> INSTRUCTIONS FOR THE TASK
Start to finish, copy the data exactly.

> DATA LISTING
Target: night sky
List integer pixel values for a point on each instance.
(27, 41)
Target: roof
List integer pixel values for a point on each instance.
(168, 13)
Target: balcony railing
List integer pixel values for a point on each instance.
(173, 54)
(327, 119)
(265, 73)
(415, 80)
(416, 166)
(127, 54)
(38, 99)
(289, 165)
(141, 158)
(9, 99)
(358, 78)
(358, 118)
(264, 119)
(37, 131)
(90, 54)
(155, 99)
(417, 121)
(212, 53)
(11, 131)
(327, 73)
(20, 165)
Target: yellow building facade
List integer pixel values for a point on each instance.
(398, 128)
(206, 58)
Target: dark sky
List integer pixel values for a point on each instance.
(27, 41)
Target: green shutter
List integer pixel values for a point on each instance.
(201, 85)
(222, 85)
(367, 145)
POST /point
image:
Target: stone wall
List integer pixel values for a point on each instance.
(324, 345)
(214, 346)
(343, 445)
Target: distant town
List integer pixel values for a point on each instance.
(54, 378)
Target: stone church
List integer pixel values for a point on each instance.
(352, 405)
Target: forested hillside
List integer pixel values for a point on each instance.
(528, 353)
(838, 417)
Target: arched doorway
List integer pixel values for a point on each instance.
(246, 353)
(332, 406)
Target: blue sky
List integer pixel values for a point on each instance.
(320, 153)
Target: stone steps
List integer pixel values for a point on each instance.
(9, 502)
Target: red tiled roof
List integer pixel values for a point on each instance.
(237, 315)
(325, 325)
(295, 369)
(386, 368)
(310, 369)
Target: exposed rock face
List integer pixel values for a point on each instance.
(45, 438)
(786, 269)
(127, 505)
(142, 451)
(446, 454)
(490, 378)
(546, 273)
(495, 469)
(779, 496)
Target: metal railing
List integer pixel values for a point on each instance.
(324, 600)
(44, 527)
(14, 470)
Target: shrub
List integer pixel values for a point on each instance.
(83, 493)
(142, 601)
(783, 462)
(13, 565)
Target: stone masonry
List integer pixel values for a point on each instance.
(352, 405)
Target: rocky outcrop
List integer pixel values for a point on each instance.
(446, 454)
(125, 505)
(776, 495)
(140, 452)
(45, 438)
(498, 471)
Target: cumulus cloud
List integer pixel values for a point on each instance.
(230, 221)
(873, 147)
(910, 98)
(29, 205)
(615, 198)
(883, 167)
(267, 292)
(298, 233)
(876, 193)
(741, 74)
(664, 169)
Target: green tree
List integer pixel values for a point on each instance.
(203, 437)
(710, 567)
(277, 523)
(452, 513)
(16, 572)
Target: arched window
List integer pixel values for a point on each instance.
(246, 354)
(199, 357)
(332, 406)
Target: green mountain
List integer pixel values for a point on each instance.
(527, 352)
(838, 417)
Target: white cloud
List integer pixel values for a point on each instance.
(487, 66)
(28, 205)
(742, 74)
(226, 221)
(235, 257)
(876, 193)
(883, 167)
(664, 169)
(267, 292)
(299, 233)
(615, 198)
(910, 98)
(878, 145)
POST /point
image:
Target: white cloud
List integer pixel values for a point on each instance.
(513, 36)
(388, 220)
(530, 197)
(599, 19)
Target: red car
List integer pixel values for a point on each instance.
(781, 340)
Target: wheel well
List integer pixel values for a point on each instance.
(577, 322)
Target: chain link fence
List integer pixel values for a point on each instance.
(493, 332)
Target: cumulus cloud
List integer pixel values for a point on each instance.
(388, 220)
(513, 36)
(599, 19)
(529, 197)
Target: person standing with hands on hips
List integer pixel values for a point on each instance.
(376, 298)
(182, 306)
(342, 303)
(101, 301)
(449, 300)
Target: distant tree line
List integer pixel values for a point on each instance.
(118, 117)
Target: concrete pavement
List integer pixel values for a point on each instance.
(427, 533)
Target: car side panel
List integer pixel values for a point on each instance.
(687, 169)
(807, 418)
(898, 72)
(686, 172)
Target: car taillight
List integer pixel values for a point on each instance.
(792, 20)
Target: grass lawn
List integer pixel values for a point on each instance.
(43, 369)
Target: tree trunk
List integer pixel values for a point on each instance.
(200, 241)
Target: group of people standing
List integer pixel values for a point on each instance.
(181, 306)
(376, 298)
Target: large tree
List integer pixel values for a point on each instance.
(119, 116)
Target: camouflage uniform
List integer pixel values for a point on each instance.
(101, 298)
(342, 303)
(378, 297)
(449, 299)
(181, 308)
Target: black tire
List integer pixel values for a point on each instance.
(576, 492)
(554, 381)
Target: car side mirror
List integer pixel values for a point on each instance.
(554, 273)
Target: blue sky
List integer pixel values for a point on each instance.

> ANSWER
Target: night sky
List integer pixel values for a point on each instance.
(27, 41)
Target: roof
List integer pixel values for a point on each instance.
(168, 13)
Target: balcony railing
List integer pixel values for a point on each instance.
(173, 54)
(327, 119)
(265, 73)
(415, 80)
(416, 166)
(127, 54)
(38, 99)
(289, 165)
(141, 158)
(9, 99)
(358, 78)
(358, 118)
(264, 119)
(37, 131)
(90, 54)
(155, 99)
(417, 121)
(212, 53)
(11, 131)
(327, 73)
(20, 165)
Target: yellow building facade
List integer pixel values for a point on each instance.
(398, 128)
(206, 58)
Target: dark sky
List integer pixel values for a point on each instance.
(27, 41)
Target: green shutter
List integer pixel values for a point on each instance.
(201, 85)
(222, 85)
(367, 145)
POST /point
image:
Target: stone wall
List integer pixel values for a point on each instance.
(324, 345)
(214, 346)
(343, 445)
Target: distant town
List integer pixel values for a point on each instance.
(54, 378)
Target: stone church
List integer pixel values for a point on each instance.
(352, 405)
Target: forested hillside
List integer pixel values for a point on each instance.
(528, 353)
(838, 417)
Target: arched doorway
List integer pixel values for a point on each instance.
(246, 353)
(332, 406)
Target: blue sky
List integer pixel values for a point on each instance.
(320, 153)
Target: stone steps
List integer pixel values for a point on each instance.
(9, 502)
Target: red tiled roof
List integer pixel values for a point on each instance.
(237, 315)
(325, 325)
(295, 369)
(386, 368)
(310, 369)
Target: exposed rock face
List integer pixel values for a point on each instance.
(45, 438)
(786, 269)
(127, 505)
(142, 451)
(446, 454)
(490, 378)
(546, 273)
(495, 469)
(779, 496)
Target: metal railing
List integer pixel values for a point on each instance.
(324, 600)
(44, 527)
(14, 470)
Target: shrub
List integer pixel values for a point on each instance.
(83, 493)
(142, 601)
(783, 462)
(13, 565)
Target: stone masonry
List integer pixel values for a point on each instance.
(352, 405)
Target: rocky outcrop
List integer pixel values for a point on each instance.
(446, 454)
(125, 505)
(776, 495)
(140, 452)
(45, 438)
(498, 471)
Target: cumulus cloud
List integer pixel values for a point on each instance.
(230, 221)
(873, 147)
(910, 98)
(29, 205)
(615, 198)
(883, 167)
(267, 292)
(298, 233)
(876, 193)
(741, 74)
(664, 169)
Target: green tree
List integer pixel values for a point on each instance.
(203, 437)
(710, 567)
(277, 523)
(452, 513)
(16, 572)
Target: arched window
List integer pixel values for a point on each instance.
(246, 354)
(199, 357)
(332, 406)
Target: green mountain
List integer pixel values for a point on each instance.
(527, 352)
(838, 417)
Target: white cloud
List integer pixel values for a point on each instance.
(487, 66)
(28, 205)
(742, 74)
(226, 221)
(235, 257)
(876, 193)
(883, 167)
(664, 169)
(267, 292)
(299, 233)
(615, 198)
(910, 98)
(878, 145)
POST /point
image:
Target: white cloud
List integer pixel values for a point on each instance.
(513, 36)
(388, 220)
(530, 197)
(599, 19)
Target: red car
List integer pixel values for a point on each instance.
(781, 340)
Target: wheel well
List integer pixel values for a point on each instance.
(577, 322)
Target: chain link fence
List integer pixel values for a point on each instance.
(493, 332)
Target: cumulus cloud
List integer pixel values for a point on each instance.
(388, 220)
(513, 36)
(599, 19)
(529, 197)
Target: person standing with hands on hips
List integer pixel values for a point on each instance.
(376, 298)
(182, 306)
(342, 303)
(101, 301)
(449, 300)
Target: distant tree line
List integer pixel values for a point on each instance.
(118, 117)
Target: concrete pavement
List integer pixel values for a point on each instance.
(427, 533)
Target: car side panel
List integer pixel values for a point on each instance.
(687, 169)
(807, 418)
(898, 72)
(686, 172)
Target: car taillight
List integer pixel values for a point on each instance.
(792, 20)
Target: grass lawn
List integer pixel values for a point on each instance.
(43, 369)
Target: tree trunk
List integer pixel values for a point on each instance.
(200, 241)
Target: group of people standing
List integer pixel values for a point on each instance.
(181, 306)
(376, 298)
Target: large tree
List integer pixel values for a point on each instance.
(119, 116)
Target: camouflage uniform
List integer pixel values for a point on each instance.
(101, 298)
(342, 303)
(378, 297)
(449, 299)
(181, 308)
Target: black tire
List integer pixel values for a point on each instance.
(576, 492)
(554, 381)
Target: car side mirror
List integer pixel values for a point on each instance.
(554, 273)
Target: blue sky
List integer pixel values for a point on each instance.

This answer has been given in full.